_PROBLEM REQUIREMENTS_.
Copy out each line below exactly as it appears.

_SOURCE MATERIAL_.
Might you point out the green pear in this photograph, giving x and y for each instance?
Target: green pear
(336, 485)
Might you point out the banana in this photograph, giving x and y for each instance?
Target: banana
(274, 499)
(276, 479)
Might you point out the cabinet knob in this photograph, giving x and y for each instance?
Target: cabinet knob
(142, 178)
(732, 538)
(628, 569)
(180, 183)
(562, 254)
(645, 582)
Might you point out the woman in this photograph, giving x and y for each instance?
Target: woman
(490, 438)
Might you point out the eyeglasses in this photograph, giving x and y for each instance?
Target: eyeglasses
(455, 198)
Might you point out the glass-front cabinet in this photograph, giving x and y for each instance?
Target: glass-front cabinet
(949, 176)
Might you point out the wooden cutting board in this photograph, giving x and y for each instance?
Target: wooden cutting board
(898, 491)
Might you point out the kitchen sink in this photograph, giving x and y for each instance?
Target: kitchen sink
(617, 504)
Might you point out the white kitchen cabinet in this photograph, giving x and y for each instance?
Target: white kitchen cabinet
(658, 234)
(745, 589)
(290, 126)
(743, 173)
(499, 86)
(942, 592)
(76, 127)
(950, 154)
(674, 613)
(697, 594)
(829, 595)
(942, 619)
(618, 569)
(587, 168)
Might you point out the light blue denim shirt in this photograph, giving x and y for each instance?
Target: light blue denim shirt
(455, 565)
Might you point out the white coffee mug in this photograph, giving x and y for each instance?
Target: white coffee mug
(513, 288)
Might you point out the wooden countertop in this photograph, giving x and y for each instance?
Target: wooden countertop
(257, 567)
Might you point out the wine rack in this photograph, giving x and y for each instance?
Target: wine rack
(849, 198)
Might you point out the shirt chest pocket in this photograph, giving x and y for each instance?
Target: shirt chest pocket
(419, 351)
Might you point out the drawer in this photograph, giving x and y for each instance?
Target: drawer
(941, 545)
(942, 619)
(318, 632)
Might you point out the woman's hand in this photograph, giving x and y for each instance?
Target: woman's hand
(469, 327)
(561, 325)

_FINAL RESULT_.
Might you point out the green pear in this photograph, giving x and y for each instance?
Target: green pear
(336, 485)
Might you point out the banana in this photograph, giving x and y for each instance?
Target: banana
(274, 499)
(276, 479)
Might you point out the cabinet knob in this photograph, giving x and y for each instance?
Target: cabinet knob
(142, 178)
(732, 538)
(628, 569)
(180, 183)
(562, 254)
(645, 582)
Might you point out the woman in this photograph, giving x and y for each instance?
Target: woman
(490, 438)
Might you point out the eyeglasses in this photograph, giving x and y for each instance?
Target: eyeglasses
(455, 198)
Might you point out the glass-front cabinet in this photograph, giving x and y for each instance?
Target: glass-front cabinet
(949, 176)
Might you point out the wooden cutting board in this photograph, giving x and y for each instance?
Target: wooden cutting board
(898, 491)
Might you point out the kitchen sink in this photograph, giving x and y for each instance?
Target: kitchen sink
(617, 504)
Might you point out the white kitchen cabinet in this photograph, giving x and y for each instance?
Target: white kitchen cabinet
(658, 234)
(745, 589)
(290, 126)
(743, 173)
(499, 86)
(942, 592)
(76, 127)
(950, 154)
(674, 613)
(697, 594)
(829, 595)
(942, 619)
(618, 569)
(587, 168)
Might you point out the light blue denim shirt in this photograph, giving x and y for each instance?
Target: light blue denim shirt
(455, 565)
Might you point out the white coffee mug in this photograph, giving x and y for each instance?
Target: white coffee mug
(513, 288)
Might you point out the wooden countertop in this photograph, giving x and y for each instance?
Target: wooden countertop
(257, 567)
Might you point out the wine rack in this photograph, giving x and y for each instance?
Target: wine rack
(849, 198)
Might you point out the shirt chest pocket in this photograph, giving x and y for each instance?
Target: shirt chest pocket
(419, 351)
Might you point out the drawer in this photograph, giving x and y for each instance?
Target: drawer
(941, 545)
(942, 619)
(318, 632)
Might you point out the woman's hand in this photograph, giving x and y for each instance?
Target: woman's hand
(469, 327)
(561, 325)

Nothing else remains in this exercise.